[What is expected]
Because the listing below is to be kept intact, restate all of it word for word.

[Dataset content]
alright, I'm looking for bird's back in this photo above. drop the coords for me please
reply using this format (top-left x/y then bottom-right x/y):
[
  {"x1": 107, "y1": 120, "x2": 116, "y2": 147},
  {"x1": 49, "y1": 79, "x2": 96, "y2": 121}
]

[Answer space]
alright, I'm looking for bird's back in this photo above. drop the coords for me please
reply using this format (top-left x/y then bottom-right x/y):
[
  {"x1": 107, "y1": 120, "x2": 116, "y2": 147},
  {"x1": 49, "y1": 79, "x2": 96, "y2": 121}
]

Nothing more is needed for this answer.